** BEGIN DATASET ENTRIES **

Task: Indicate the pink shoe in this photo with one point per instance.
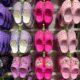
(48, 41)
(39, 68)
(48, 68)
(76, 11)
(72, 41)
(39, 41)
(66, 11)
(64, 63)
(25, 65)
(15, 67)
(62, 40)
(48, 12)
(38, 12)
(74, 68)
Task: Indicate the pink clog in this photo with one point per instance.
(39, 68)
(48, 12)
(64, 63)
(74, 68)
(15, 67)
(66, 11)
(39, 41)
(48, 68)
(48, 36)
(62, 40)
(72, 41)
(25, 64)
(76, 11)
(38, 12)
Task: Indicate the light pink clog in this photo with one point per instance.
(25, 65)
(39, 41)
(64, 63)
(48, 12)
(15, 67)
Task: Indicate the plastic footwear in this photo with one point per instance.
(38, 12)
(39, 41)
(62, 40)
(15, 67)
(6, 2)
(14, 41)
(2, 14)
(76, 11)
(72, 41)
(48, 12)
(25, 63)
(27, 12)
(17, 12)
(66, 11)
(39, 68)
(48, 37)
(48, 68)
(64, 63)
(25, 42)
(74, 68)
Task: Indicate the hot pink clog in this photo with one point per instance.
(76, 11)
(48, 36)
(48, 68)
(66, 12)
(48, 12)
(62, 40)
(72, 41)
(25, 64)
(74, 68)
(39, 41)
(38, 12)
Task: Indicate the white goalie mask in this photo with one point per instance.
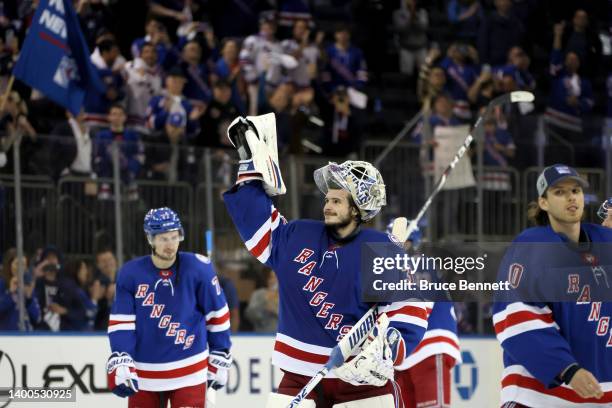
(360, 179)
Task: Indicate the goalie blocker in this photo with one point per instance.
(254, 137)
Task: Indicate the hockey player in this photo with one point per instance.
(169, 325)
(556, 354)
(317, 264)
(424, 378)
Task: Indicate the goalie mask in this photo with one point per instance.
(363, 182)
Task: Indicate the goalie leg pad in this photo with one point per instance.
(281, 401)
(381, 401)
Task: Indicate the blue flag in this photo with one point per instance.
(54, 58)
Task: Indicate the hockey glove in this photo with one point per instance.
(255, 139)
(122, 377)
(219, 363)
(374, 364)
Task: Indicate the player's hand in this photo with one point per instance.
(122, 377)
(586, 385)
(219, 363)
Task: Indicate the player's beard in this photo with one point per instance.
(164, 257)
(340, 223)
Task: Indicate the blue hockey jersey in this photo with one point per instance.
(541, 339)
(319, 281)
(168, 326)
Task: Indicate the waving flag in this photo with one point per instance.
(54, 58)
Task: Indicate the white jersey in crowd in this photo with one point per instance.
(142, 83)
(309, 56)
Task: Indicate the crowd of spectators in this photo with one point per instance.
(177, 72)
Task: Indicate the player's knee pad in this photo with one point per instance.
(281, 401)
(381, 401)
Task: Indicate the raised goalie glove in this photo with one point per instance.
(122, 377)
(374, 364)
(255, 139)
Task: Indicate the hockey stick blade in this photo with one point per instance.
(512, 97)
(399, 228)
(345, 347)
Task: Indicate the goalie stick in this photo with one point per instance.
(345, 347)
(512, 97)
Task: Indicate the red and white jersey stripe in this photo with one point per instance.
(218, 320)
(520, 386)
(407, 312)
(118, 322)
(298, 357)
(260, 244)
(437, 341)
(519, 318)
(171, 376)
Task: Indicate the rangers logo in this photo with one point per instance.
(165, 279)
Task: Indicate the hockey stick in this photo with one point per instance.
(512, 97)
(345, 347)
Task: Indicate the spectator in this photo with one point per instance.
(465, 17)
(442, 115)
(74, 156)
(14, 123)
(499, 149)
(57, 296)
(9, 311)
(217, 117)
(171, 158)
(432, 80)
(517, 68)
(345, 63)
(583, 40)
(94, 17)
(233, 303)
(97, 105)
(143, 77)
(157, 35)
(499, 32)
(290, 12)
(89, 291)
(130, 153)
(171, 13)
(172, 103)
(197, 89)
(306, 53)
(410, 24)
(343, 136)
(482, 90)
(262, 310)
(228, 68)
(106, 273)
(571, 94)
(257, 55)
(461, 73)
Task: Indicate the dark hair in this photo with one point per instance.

** END DATASET ENTRIES **

» PROBLEM TO SOLVE: Please write out the listing above again, substituting "Mark" for every "Indicate" and changing nothing else. Leave the pictures out.

» TASK ANSWER:
Task: Mark the pink shoe in this photo with one point per instance.
(48, 41)
(39, 68)
(48, 68)
(76, 11)
(72, 41)
(39, 41)
(66, 11)
(64, 63)
(25, 65)
(15, 67)
(62, 40)
(48, 12)
(38, 12)
(74, 68)
Task: Mark the pink clog in this photo with one point per instance.
(39, 68)
(48, 12)
(64, 63)
(74, 68)
(15, 67)
(66, 11)
(39, 41)
(48, 68)
(48, 36)
(62, 40)
(72, 41)
(25, 64)
(76, 11)
(38, 12)
Task: Mark the light pink clog in this photo with one point per instance.
(25, 65)
(39, 41)
(64, 63)
(48, 12)
(15, 67)
Task: Mark the plastic footwear in this photo with one point per instance.
(38, 12)
(39, 41)
(62, 40)
(15, 67)
(6, 2)
(14, 41)
(2, 14)
(76, 11)
(72, 41)
(48, 12)
(25, 63)
(27, 12)
(17, 12)
(66, 11)
(39, 68)
(48, 37)
(48, 68)
(64, 63)
(25, 42)
(74, 68)
Task: Mark the hot pink clog in this photo with one point per instance.
(76, 11)
(48, 36)
(48, 68)
(66, 12)
(48, 12)
(62, 40)
(72, 41)
(25, 64)
(74, 68)
(39, 41)
(38, 12)
Task: Mark the white goalie mask in this photo with one point per instance.
(360, 179)
Task: Mark the goalie blocker in this photo with one point per instance.
(254, 137)
Task: Mark the hockey player in this photo with one point per instance.
(169, 325)
(556, 354)
(317, 264)
(424, 378)
Task: Mark the goalie mask in this photo with one point per instance.
(363, 182)
Task: Mark the goalie leg pad in this photo with one point per instance.
(281, 401)
(381, 401)
Task: Mark the blue flag in this photo with one point per instance.
(54, 58)
Task: Mark the hockey glove in this photo with one point per instance.
(255, 139)
(122, 377)
(219, 363)
(374, 364)
Task: Mark the player's hand in this photo with one point per instance.
(122, 377)
(586, 385)
(219, 363)
Task: Mark the player's beard in this photo with one point per instance.
(164, 257)
(340, 223)
Task: Mark the blue hockey jersey in this photo with one point per instance.
(541, 339)
(319, 281)
(168, 326)
Task: Mark the waving flag in this photo with one point per instance.
(54, 58)
Task: Mark the white jersey in crowd in this photo with one point per instance.
(142, 83)
(309, 56)
Task: Mark the crowd of spectators in this photo with one point per instance.
(177, 72)
Task: Mark the player's knee pad in this photo with one point per instance.
(281, 401)
(381, 401)
Task: Mark the raised goalie glove in this photo with one point per instance.
(122, 377)
(374, 364)
(255, 139)
Task: Mark the hockey stick blade in this photo with one point per instance.
(512, 97)
(399, 228)
(345, 347)
Task: Mark the goalie stick in this photo with one point per instance.
(345, 347)
(512, 97)
Task: Mark the red and white jersey stripe in this photo with one point per instance.
(218, 320)
(520, 386)
(407, 312)
(118, 322)
(298, 357)
(260, 244)
(437, 341)
(519, 318)
(171, 376)
Task: Mark the rangers logo in this photo with one point per instance.
(165, 279)
Task: Mark the hockey stick in this photo with one point per instance.
(512, 97)
(345, 347)
Task: Mark the spectator in this photo with one point per instance.
(465, 17)
(442, 115)
(74, 156)
(14, 123)
(499, 149)
(57, 296)
(9, 311)
(217, 117)
(171, 158)
(432, 80)
(517, 68)
(345, 63)
(583, 40)
(94, 17)
(233, 303)
(97, 105)
(143, 77)
(157, 35)
(499, 32)
(290, 12)
(89, 291)
(130, 153)
(171, 13)
(172, 103)
(197, 89)
(306, 53)
(410, 24)
(343, 136)
(482, 90)
(262, 310)
(228, 68)
(106, 273)
(571, 94)
(257, 55)
(461, 73)
Task: Mark the dark hair in this photo with one point per instance.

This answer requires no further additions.